[Referring expression data]

- - -

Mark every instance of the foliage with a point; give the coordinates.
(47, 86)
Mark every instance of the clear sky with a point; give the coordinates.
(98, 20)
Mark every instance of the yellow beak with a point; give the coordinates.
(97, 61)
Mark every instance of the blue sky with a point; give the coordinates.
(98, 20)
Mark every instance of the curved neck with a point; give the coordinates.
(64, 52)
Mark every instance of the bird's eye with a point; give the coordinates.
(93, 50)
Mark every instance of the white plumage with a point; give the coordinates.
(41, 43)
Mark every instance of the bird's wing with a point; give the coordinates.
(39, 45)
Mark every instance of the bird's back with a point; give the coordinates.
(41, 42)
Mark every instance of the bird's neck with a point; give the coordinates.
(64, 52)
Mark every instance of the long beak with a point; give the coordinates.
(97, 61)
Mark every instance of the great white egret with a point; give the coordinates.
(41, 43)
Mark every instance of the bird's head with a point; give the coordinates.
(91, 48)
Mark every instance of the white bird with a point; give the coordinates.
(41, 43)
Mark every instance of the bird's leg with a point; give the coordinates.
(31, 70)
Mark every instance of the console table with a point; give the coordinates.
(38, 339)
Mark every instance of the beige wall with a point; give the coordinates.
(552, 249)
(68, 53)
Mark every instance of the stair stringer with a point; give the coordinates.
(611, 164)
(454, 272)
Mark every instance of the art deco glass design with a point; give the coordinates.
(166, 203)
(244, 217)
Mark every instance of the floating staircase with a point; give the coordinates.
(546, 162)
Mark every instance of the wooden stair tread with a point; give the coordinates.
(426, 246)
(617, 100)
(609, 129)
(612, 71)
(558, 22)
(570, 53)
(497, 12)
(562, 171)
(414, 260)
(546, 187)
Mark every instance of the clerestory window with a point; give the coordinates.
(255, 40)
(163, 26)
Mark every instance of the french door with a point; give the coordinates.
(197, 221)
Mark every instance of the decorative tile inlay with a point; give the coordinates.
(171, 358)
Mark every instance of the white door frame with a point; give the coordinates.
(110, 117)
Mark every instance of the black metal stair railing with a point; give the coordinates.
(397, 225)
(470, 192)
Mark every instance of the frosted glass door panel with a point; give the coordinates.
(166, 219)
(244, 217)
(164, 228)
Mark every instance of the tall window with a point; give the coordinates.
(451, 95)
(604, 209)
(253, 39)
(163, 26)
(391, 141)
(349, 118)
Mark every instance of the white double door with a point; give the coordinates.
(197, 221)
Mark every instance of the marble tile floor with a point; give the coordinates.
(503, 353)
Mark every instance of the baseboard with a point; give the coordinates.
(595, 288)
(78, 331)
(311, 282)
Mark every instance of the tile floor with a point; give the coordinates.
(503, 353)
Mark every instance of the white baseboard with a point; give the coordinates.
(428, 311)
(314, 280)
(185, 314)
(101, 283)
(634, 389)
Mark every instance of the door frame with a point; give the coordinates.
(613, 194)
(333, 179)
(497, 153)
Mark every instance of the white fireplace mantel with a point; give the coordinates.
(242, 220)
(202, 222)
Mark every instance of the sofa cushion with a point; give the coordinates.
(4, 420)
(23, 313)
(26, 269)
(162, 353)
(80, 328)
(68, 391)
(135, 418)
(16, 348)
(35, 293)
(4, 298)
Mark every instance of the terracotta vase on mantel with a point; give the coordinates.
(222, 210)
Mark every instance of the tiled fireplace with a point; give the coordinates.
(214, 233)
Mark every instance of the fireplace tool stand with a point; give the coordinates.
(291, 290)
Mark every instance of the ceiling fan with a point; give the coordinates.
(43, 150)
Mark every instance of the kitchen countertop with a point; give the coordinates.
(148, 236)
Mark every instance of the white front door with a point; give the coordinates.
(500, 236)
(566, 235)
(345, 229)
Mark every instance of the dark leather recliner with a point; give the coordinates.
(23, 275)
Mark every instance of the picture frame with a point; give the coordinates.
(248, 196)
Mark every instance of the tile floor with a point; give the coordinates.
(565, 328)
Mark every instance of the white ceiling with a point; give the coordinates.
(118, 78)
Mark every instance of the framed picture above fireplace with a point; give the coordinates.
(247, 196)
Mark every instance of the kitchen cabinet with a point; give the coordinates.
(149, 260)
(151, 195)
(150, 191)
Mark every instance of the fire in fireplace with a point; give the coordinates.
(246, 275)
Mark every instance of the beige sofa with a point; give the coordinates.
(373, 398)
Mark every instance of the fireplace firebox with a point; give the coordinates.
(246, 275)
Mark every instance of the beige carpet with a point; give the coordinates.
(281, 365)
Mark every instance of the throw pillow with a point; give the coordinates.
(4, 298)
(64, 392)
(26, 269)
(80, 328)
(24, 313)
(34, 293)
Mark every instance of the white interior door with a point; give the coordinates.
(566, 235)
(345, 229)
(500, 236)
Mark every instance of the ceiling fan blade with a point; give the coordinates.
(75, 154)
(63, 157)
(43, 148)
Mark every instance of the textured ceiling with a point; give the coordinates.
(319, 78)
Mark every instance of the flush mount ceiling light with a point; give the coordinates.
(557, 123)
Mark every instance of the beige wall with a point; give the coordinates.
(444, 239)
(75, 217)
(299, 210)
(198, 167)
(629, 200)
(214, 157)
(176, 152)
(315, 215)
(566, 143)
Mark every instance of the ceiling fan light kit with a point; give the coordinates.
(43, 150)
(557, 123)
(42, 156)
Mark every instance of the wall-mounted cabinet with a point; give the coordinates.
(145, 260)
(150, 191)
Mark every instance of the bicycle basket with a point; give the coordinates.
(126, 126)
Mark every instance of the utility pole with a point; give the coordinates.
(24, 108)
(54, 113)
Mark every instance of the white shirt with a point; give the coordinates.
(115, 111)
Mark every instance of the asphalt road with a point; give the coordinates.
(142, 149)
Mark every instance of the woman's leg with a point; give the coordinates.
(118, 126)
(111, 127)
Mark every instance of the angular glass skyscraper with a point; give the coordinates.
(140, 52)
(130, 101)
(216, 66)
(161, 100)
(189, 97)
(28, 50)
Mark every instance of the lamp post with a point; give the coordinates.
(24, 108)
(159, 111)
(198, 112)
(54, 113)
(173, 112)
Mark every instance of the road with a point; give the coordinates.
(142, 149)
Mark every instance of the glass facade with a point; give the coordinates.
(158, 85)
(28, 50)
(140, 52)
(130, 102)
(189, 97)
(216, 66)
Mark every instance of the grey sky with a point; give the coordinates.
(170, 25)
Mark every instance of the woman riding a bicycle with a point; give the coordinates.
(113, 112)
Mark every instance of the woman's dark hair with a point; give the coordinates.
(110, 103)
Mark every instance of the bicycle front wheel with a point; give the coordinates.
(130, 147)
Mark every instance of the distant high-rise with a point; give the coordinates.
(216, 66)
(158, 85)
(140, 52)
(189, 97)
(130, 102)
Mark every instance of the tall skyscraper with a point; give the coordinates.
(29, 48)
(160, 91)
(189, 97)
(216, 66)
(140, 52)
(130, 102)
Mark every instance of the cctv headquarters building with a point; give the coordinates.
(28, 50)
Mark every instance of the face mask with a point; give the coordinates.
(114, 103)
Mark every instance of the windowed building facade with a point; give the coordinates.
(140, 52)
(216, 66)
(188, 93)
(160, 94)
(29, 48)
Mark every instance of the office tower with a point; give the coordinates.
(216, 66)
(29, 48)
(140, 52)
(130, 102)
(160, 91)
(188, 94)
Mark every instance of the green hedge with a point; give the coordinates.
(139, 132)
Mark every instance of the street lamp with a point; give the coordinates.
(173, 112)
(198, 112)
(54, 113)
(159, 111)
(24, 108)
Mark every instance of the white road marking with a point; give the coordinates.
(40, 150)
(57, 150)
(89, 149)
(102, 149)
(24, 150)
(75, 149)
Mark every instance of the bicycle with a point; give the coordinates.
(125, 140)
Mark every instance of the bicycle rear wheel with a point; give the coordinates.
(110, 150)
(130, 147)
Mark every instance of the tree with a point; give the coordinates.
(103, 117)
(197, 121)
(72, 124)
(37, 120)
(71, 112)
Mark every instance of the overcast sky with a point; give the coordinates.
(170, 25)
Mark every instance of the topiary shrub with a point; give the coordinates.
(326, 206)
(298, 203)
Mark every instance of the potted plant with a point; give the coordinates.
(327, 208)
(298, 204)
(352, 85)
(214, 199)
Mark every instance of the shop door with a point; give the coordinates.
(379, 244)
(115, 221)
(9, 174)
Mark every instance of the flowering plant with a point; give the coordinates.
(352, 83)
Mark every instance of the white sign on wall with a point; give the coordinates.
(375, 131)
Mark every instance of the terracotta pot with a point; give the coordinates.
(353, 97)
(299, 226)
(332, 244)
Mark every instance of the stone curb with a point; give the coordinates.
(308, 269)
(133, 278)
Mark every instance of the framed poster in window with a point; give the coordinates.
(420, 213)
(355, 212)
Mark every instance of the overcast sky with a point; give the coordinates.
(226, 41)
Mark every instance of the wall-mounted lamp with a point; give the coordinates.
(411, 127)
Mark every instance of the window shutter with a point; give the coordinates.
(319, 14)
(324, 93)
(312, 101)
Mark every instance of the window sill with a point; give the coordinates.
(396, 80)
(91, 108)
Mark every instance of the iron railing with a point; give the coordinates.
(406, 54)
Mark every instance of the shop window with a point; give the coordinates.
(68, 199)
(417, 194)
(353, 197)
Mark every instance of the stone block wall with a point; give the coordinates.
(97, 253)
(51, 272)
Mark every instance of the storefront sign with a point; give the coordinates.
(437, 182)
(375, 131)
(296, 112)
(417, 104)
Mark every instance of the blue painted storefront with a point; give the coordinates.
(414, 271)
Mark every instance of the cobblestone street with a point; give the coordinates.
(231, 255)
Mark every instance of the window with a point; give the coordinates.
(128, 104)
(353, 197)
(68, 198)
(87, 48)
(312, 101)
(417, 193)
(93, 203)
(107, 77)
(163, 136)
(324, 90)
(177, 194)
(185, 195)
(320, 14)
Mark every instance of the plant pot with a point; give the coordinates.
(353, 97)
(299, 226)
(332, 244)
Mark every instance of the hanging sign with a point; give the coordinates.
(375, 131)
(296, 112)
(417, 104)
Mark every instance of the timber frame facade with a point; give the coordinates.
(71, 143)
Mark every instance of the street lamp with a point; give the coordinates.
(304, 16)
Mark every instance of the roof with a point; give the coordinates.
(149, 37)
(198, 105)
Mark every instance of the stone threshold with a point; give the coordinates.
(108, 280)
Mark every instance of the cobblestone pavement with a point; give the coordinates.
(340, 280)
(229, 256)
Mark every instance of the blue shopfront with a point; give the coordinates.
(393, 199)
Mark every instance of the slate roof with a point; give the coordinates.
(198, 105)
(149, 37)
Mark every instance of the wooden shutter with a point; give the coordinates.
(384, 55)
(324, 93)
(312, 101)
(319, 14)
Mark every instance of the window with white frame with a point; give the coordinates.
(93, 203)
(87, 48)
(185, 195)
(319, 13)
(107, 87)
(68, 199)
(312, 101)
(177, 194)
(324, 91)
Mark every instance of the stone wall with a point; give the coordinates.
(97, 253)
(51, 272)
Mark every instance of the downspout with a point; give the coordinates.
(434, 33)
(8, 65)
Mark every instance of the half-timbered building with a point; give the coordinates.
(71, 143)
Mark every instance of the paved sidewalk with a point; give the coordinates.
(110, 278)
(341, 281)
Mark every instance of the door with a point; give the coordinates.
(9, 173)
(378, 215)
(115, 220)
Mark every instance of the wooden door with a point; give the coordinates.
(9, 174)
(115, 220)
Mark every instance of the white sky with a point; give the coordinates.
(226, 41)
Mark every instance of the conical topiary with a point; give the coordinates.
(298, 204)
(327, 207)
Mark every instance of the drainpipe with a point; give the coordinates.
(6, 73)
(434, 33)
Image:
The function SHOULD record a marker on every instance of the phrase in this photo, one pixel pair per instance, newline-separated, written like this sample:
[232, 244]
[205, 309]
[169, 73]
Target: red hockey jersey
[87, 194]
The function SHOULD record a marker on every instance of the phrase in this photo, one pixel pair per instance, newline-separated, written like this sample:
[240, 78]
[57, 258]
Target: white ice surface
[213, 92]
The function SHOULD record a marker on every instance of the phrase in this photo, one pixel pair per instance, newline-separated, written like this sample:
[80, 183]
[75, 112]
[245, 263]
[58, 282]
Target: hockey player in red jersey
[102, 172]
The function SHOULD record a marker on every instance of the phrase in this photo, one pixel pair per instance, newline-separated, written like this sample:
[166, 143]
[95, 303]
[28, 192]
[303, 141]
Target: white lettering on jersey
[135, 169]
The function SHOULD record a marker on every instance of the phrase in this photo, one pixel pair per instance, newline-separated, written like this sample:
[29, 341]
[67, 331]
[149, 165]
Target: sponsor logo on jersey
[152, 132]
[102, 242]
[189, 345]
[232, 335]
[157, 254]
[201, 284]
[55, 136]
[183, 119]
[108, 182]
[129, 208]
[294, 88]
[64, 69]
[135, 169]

- - -

The output consists solely of the lines from the line that contains "Target: white ice surface" through the final line of the data.

Target: white ice surface
[213, 92]
The function SHOULD record a marker on every instance of the phrase in this photo, one pixel pair per instance, newline-separated, written like this sample:
[80, 183]
[75, 112]
[245, 263]
[58, 282]
Target: hockey player in red jersey
[102, 172]
The function SHOULD record a marker on every instance of the phrase in this photo, one pixel pair per instance, newline-separated, written like this sample:
[166, 143]
[95, 303]
[28, 192]
[303, 141]
Target: white lettering on jersey
[135, 169]
The function SHOULD record a marker on every instance of the phrase in this photo, one pixel pair per instance, newline-separated, written like this sample:
[29, 341]
[67, 331]
[149, 165]
Target: sponsor logo on jersey
[152, 132]
[102, 242]
[189, 345]
[232, 335]
[157, 254]
[201, 284]
[55, 136]
[183, 119]
[108, 182]
[129, 208]
[294, 88]
[64, 69]
[135, 169]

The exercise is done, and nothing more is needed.